**Text under study:**
Northwest Arkansas Democrat-Gazette

Health deal still eludes Senate GOP

- DAVID WEIGEL

WASHINGTON — Senate Republican­s returned to Washington from a holiday recess with new and deepening disagreeme­nts about their health care bill, with key Republican­s differing Sunday not only on how to amend the bill but also whether it could pass at all.

“They will get a repeal and replace bill done,” White House Chief of Staff Reince Priebus said on Fox News Sunday.

“I would probably put [passage] as 50/50,” Sen. Bill Cassidy, R-La., said on the same show.

“My view is it’s probably going to be dead,” said Sen. John McCain, R-Ariz., on CBS’ Face the Nation.

Senate Majority Leader Mitch McConnell’s decision to push debate on the Better Care Reconcilia­tion Act past the July 4 recess was supposed to create space for deal-making.

“Legislatio­n of this complexity almost always takes longer than anybody else would hope,” McConnell, R-Ky., said at a June 27 news conference announcing the delay.

Instead, Republican­s have run in different directions, proposing everything from a bipartisan deal to pay for insurance subsidies to a “repeal and delay” plan that would give them a few years before the Patient Protection and Affordable Care Act, President Barack Obama’s signature legislativ­e achievemen­t, would be fully repealed.

Sen. Ted Cruz, R-Texas, the author of a “Consumer Freedom Option” amendment designed to bring conservati­ves on board with the bill, spent part of Sunday insisting its critics were wrong. His amendment, also supported by Sen. Mike Lee, R-Utah, would allow insurers to offer cheaper plans that did not include the essential health benefits offered under the law Cruz calls Obamacare.

“You have millions of people who are winners straight off: young people,” said Cruz on Face the Nation. “Young people get hammered by Obamacare. Millions of young people suddenly have much lower premiums.”

Over the recess, however, key Republican­s said the amendment weakened protection­s that the party had promised to keep in place.

“I think that reopens an issue that I can’t support, that it would make it too difficult for people with pre-existing conditions to get coverage,” Sen. Shelley Moore Capito, R-W.Va., told the Charleston

Gazette-Mail on Friday. “There’s a real feeling that that’s subterfuge to get around pre-existing conditions,” Sen. Charles Grassley, R-Iowa, told Iowa Public Radio on Wednesday. “If it is, in fact, subterfuge, and it has the effect of annihilati­ng the pre-existing conditions requiremen­t that we have in the existing bill, then obviously I would object to that.”

**Stored data:**
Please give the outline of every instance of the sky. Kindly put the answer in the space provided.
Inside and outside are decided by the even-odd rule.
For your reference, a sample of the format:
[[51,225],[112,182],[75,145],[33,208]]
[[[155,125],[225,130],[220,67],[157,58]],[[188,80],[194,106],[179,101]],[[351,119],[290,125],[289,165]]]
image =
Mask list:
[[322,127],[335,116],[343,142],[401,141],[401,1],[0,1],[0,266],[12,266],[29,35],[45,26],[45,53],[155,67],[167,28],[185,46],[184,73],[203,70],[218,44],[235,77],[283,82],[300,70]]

**What you need to do:**
**1)** Reproduce the stretch of the Senate health care article from "WASHINGTON — Senate" through "CBS’ Face the Nation.".
**2)** Answer these questions using the Senate health care article:
(a) On which program did Reince Priebus speak?
(b) Which senator put the bill's chance of passage at 50/50?
(c) Besides Ted Cruz, which senator supports the "Consumer Freedom Option" amendment?
The records do not figure in any of this.

**Set of answers:**
**1)**
WASHINGTON — Senate Republican­s returned to Washington from a holiday recess with new and deepening disagreeme­nts about their health care bill, with key Republican­s differing Sunday not only on how to amend the bill but also whether it could pass at all.

“They will get a repeal and replace bill done,” White House Chief of Staff Reince Priebus said on Fox News Sunday.

“I would probably put [passage] as 50/50,” Sen. Bill Cassidy, R-La., said on the same show.

“My view is it’s probably going to be dead,” said Sen. John McCain, R-Ariz., on CBS’ Face the Nation.

**2)**
(a) Fox News Sunday
(b) Sen. Bill Cassidy, R-La.
(c) Sen. Mike Lee, R-Utah